**Directions**
1: Answer these questions from the text on the PERCEFAL experiment:
(a) Which software was used to crop and edit the images?
(b) How many stimuli does the software randomly select for the training phase?
(c) At what intensity were the words presented to the children in the test phase?
2: Carry on the text on the PERCEFAL experiment from its last sentence.

____ Document text

This instrument consists of visual and auditory stimuli. The auditory stimuli include edited audio recordings of the target words produced by a typical BP-speaking adult. On the Other hand, the visual stimuli correspond to images that directly correspond to the target words, i.e., there is a corresponding image for each target word. The images were obtained from the public domain website Google Images^(14)^ The images were cropped and edited to standardize them using the Paint software, thus resulting in the visual stimuli of the experiment^(11,13)^.
Experimental procedure
The auditory–perceptual test used in this study, PERCEFAL^(11)^, refers to an identification test in which a choice is made based on the sound–picture relationship. The experiment has three stages: word recognition, training phase and test phase.
In the first stage, called the recognition phase, participants are presented with the visual and auditory stimuli present in the test. This process investigates the child's familiarity with the stimuli. If the child did not recognize 80% of the stimuli presented, they were excluded from the sample.
The training phase, which corresponds to the second stage of the test, is performed automatically by the software to ensure that the identification task is understood. To this end, ten stimuli are randomly selected by the software. These stimuli (auditory and visual) are presented almost simultaneously so that immediately after the presentation of the sound stimulus (target word), two figures (corresponding to minimal pairs) are displayed on the computer screen, with only one of them corresponding to the sound stimulus. After the stimuli are presented, the child must choose which picture corresponds by pressing a previously agreed-upon computer key. However, the software does not compute the results in this phase. It is only after the participants have ensured they understand the task that the test phase begins.
The test phase corresponds to the third and final stage of the experiment. The children remained comfortably seated in front of a computer screen with Koss headphones attached to their ears in the acoustic treatment room of the Acoustic and Articulatory Analysis Laboratory of Center for Health Education Studies (CEES) – UNESP Marília.
The children listened individually (with binaural presentation, at an intensity of 50 dB SPL) to one of the words in the minimal pair. Then, they had to decide and indicate which picture corresponded to the word from two pictures displayed on the computer screen by pressing a previously agreed key.

________
____ Data provided

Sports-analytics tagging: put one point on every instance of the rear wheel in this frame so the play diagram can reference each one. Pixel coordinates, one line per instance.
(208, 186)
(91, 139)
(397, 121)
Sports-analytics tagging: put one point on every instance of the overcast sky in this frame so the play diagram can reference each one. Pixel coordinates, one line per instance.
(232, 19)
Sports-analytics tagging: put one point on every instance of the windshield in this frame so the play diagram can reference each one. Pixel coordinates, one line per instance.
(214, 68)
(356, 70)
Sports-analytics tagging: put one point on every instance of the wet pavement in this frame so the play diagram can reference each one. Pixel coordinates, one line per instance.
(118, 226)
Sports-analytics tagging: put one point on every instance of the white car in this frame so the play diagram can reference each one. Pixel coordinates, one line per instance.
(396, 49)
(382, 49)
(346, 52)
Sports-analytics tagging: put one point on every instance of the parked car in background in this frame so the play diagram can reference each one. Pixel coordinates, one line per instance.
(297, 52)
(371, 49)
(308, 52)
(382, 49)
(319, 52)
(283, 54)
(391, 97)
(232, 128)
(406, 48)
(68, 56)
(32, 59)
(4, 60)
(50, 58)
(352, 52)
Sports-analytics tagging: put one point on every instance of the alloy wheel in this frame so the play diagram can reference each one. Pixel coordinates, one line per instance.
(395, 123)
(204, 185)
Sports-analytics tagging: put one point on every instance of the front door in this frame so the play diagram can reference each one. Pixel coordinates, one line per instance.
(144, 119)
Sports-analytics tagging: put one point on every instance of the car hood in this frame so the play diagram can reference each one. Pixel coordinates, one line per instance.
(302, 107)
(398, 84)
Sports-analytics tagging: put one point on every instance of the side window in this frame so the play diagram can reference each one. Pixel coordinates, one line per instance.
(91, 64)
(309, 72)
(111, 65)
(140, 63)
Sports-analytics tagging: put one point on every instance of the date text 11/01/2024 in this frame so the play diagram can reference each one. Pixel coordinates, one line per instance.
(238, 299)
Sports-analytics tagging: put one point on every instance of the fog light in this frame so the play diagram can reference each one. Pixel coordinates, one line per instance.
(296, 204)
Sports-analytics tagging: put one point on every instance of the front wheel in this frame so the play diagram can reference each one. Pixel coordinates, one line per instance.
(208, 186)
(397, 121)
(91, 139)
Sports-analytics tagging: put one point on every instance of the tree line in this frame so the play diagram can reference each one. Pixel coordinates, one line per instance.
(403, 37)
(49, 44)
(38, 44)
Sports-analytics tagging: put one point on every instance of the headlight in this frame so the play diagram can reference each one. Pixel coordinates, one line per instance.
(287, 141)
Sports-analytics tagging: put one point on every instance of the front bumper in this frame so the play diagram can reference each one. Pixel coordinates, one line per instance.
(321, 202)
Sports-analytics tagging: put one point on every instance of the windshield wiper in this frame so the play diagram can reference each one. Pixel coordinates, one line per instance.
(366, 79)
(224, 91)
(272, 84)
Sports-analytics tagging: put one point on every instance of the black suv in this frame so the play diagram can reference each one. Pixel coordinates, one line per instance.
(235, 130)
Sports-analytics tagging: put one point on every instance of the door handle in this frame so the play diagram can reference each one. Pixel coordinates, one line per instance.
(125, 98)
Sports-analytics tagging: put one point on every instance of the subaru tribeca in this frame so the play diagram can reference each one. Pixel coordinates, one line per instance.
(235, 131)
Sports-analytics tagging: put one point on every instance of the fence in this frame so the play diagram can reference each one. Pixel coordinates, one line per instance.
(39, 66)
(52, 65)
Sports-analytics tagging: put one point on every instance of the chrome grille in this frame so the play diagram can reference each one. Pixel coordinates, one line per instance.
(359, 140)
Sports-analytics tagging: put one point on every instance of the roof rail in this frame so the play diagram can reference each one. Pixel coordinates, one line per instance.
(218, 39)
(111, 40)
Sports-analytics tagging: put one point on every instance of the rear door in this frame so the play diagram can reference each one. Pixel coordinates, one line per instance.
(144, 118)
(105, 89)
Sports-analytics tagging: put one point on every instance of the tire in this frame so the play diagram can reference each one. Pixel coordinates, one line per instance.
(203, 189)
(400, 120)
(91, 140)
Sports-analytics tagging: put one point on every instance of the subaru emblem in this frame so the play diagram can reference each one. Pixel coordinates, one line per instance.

________

**Answers per task**
1:
(a) Paint.
(b) Ten.
(c) 50 dB SPL.

2:
For example, for the stop test, the word "duck" was presented aurally. Then, pictures corresponding to the words "duck" and "cat" were displayed on the computer screen so that the participant could decide and indicate which of the images would correspond to the auditory stimulus presented.
Similarly, in the identification test involving fricatives, for example, the word "knife" was presented aurally and then pictures corresponding to the words "cow" and "knife" were displayed on the computer screen so that the participant could decide and indicate which of the pictures corresponded to the auditory stimulus presented.
Both the presentation time of the auditory and visual stimuli, as well as the response or reaction time of the participants, were automatically measured by the PERCEVAL software.
Each experiment lasted an average of 15 minutes per child, considering the three stages.
Data analysis
A descriptive and inferential statistical analysis of the data was performed to verify differences in accuracy and reaction time of both groups of children and the effect of the phonic class on auditory–perceptual performance.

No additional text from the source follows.